Aim of the task:
Pictures don't belong in the copy; print all the records exactly.
[[ Excerpted data, beginning ]]
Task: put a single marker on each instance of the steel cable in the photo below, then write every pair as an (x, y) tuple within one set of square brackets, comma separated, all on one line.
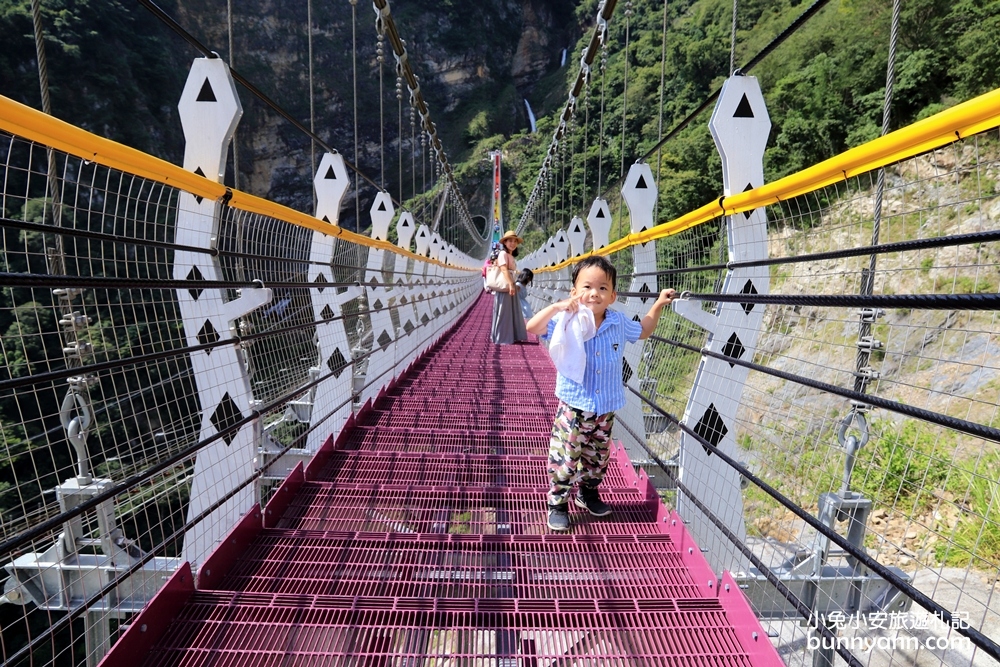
[(988, 645)]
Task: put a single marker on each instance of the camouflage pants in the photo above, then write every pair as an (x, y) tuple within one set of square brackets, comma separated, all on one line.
[(578, 451)]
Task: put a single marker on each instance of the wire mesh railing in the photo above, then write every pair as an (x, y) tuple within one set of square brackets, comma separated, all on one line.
[(862, 447), (154, 387)]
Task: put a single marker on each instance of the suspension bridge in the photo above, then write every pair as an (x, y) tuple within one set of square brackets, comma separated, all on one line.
[(237, 433)]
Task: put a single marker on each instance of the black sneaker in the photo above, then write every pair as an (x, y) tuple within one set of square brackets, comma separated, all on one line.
[(591, 501), (558, 517)]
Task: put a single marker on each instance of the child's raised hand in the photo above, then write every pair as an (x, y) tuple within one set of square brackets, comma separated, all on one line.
[(666, 296), (569, 305)]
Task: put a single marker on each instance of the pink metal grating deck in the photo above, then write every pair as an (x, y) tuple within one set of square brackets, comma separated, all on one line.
[(419, 538)]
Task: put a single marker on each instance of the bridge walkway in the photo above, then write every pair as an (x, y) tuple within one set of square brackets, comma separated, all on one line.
[(420, 538)]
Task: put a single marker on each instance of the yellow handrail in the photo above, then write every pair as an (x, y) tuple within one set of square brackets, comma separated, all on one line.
[(33, 125), (977, 115)]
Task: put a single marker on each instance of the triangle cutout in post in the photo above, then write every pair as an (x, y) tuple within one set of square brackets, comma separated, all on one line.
[(743, 109), (747, 214), (206, 94)]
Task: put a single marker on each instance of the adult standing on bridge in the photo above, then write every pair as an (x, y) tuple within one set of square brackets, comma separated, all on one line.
[(508, 322)]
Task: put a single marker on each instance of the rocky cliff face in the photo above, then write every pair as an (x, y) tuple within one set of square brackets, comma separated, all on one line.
[(456, 50)]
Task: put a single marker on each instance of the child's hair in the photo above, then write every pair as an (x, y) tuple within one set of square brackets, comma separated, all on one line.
[(600, 262)]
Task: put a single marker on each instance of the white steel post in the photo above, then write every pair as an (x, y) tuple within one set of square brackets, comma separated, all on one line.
[(209, 111), (740, 126), (334, 347), (639, 192)]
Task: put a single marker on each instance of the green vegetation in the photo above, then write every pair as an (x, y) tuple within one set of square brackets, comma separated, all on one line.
[(905, 464), (978, 529)]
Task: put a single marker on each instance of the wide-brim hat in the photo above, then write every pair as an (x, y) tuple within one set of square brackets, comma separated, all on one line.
[(511, 235)]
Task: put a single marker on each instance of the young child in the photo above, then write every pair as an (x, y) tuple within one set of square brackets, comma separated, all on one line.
[(578, 448), (524, 279)]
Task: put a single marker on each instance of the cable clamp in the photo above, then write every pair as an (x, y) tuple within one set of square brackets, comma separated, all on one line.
[(75, 321), (869, 343), (602, 24), (857, 417), (868, 372), (68, 293), (871, 314)]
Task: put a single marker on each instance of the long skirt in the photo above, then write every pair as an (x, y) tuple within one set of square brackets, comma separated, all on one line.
[(508, 322)]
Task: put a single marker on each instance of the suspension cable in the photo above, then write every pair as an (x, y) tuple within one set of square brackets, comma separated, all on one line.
[(354, 80), (867, 286), (989, 646), (232, 62), (807, 614), (256, 92), (659, 124), (628, 17), (732, 42), (763, 53), (380, 58), (312, 100), (416, 98), (604, 13), (882, 249)]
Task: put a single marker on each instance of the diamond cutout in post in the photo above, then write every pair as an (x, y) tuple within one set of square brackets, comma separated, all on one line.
[(225, 417), (748, 289), (336, 363), (743, 109), (206, 94), (208, 335), (321, 281), (711, 428), (195, 275), (747, 214), (200, 173), (734, 348)]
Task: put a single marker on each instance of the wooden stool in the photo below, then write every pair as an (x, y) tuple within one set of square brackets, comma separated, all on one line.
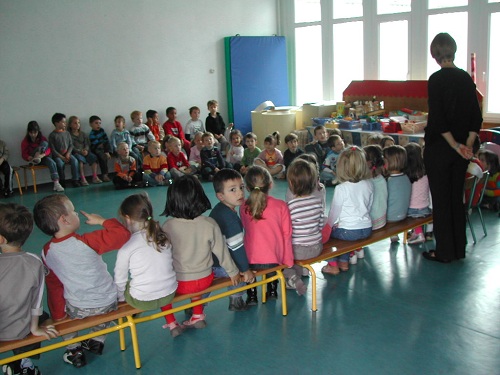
[[ Excerpted data, end ]]
Solution for this task:
Task: put a single marker on each instance of the steel cable in the photo below, then write every pair as an (x, y) tuple within one set of square brackets, comma separated, all on one line.
[(988, 645)]
Task: put a single marker on each instance of the camouflage pants in the photo above, then write every pair as an (x, y) tuple within one set of square brackets, comma separated, all on one line.
[(578, 451)]
Task: put a single marker on each instance of the wire mesh railing in the photo above, then write every pair as an (x, y) tuple within one set of square brackets, comma separated, all on one line.
[(862, 447), (154, 387)]
Task: put a single marker on each instance of the suspension bridge in the photo above, then write every pair as an (x, y) tuple within one set of square brackets, comma separated, all on one line.
[(237, 433)]
Task: put a single marker on each instance of the black sneaker in the photo above, then write every pair as an (x, y) tuple within one set of square brackets, comma separated, all on one line.
[(591, 501), (558, 517)]
Task: put a single marker on each instance of the child's raised hand in the photo above, then write every pair as an (x, y) tuple within one set of square brackets, comma separated, all on one line.
[(666, 296), (569, 305)]
Task: put a single marker on each instance of the pink metal grating deck in the photo above, then write every pair as an (x, y) tuple within one set of square brackets, comma separated, all on one line.
[(419, 538)]
Task: put a single marker on each instance of the bridge walkway in the photo above, then write every pair as an (x, y) tuple within one set of square brackets, comma separated, all on one line.
[(420, 538)]
Task: put a single marker on each instance of the yellow handrail in the photo above, then write every pair as an (x, y) tuple within one set of square brackets, comma separated, all on one line.
[(33, 125), (977, 115)]
Task: put a single marker on each instance of the triangle cutout in post in the photo above, then write every pair as an (x, y) tuple within one set of square brackets, comma separated, all on one line.
[(743, 109), (747, 214), (206, 94)]
Task: put a single marker on each instance of the adult standing on bridge in the photo above, then write every pair as an (x, y) tuple within one set of square brackets, comma separated, all on one line.
[(508, 322)]
Task: put a single marker on each instance of the rocky cliff face in the photo above, then write every pair as an (x, y) tuple within one set of square brackets, comma separated, all on one line.
[(456, 50)]
Task: put a single marker on each instance of the child's hair in the photo above, then write every pair as an (x, y) tuple within one set of square brackets, comma separated, all on one line.
[(600, 262)]
Task: put a single marker on each instance of the white steel post in the photo above, then write every pair as an (x, y) tuple within one set of square brackets, comma separated, all on one line.
[(209, 111), (740, 126), (334, 347), (639, 192)]
Task: put a single marker on each instance of the green vegetation in the photo above, then write every pair as an (x, y) tuple within one set of square brackets, comma separated, all on one line.
[(905, 464), (978, 529)]
Task: put a single marker on each instance of the wide-brim hat in the photo above, then write every pair as an (x, y) tuple within one set of square brackets, comma separated, all on one line.
[(511, 235)]
Task: put a single marker on each instance of the young child in the photo above, then write every pair as an (x, y) tuple within one set of square brackets, comma separated, all on one line.
[(578, 448), (524, 279)]
Task: put a single marker on each instance of the cable clamp in the photo above, then write every pair as an (x, y) tuple within one set of square brackets, comma separated, all on one line.
[(75, 321), (869, 343), (602, 24), (857, 417), (868, 372), (68, 293), (871, 314)]
Task: put a single marker on each instance of the long skirt in the photo above, then write every pair as an (x, y) tuple within one set of square brackets, comma separated, all on one line.
[(508, 322)]
Task: put a single marker on each instance of the suspension cable in the photo above, then write every pair as an (x, y) tuple within one set of square brackets, comma separated, all on one line.
[(354, 80), (867, 286), (989, 646), (232, 62), (807, 614), (256, 92), (659, 124), (628, 17), (732, 42), (763, 53), (380, 58), (312, 100), (416, 98), (604, 13), (882, 249)]
Task: put a single marker on each instance of the diamond cutout in post in the photo above, then write every pair as an (x, y) tuple within one set of square brackets, comma separated, all on one line.
[(225, 417), (748, 289), (336, 363), (743, 109), (206, 94), (208, 335), (321, 281), (711, 428), (195, 275), (747, 214), (200, 173), (734, 348)]
Task: put a single marker on each instance of the wooden stool in the photo below, then write every pair as an (x, y) tuple within one set of square brackets, comma separated, all on one line.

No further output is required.